── AUSGEWÄHLTER AUSSCHNITT

| DM 2015 Nürnberg

Gregor Traber - Raus aus der Komfortzone, rein in die Weltklasse

Hürdensprinter Gregor Traber hat am ersten Tag der Deutschen Meisterschaften in Nürnberg für einen der Höhepunkte gesorgt. In 13,32 Sekunden war er so schnell wie seit zehn Jahren kein deutscher Hürdensprinter mehr. Die Steigerung hatte sich angebahnt.
Martin Neumann

30 Jahre ist es her, dass ein junger Tennisspieler aus Leimen nach Big Points erstmals die Faust als Geste des Triumphes ballte. Die „Becker-Faust“ war geboren. Nicht auf dem ehrwürdigen Rasen von Wimbledon gab’s am Samstag diesen Ausdruck der absoluten Freude zu bestaunen, sondern auf der roten Kunststoffbahn des Nürnberger Grundig-Stadions. Nach dem fulminanten Endlauf über 110 Meter Hürden ließ Gregor Traber (VfB Stuttgart) seiner Freude freien Lauf. Er schleuderte die nach Boris Becker benannte Faust den Fans auf der Haupttribüne des Nürnberger Stadions entgegen und jubelte überschwänglich über seinen Triumph.

────

AUFGABEN -
1. Beantworte anhand des Ausschnitts kurz:
(a) In wie vielen Sekunden lief Gregor Traber?
(b) Für welchen Verein startet er?
(c) In welchem Stadion fand der Endlauf statt?
2. Liste alle Personen auf, die im Ausschnitt mit Namen genannt werden.
Die Zeilen danach stehen für sich und gehören nicht zum Ausschnitt.

── VORLIEGENDE ANGABEN

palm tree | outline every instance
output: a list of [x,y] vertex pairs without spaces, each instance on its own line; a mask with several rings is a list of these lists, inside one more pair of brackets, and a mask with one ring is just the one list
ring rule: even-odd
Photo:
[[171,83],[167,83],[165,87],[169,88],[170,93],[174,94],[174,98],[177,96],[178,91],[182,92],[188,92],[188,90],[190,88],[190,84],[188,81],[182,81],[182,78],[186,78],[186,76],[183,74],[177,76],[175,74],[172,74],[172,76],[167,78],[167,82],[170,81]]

────

LÖSUNGEN -
1.
(a) In 13,32 Sekunden.
(b) Für den VfB Stuttgart.
(c) Im Nürnberger Grundig-Stadion.

2. Gregor Traber, Martin Neumann, Boris Becker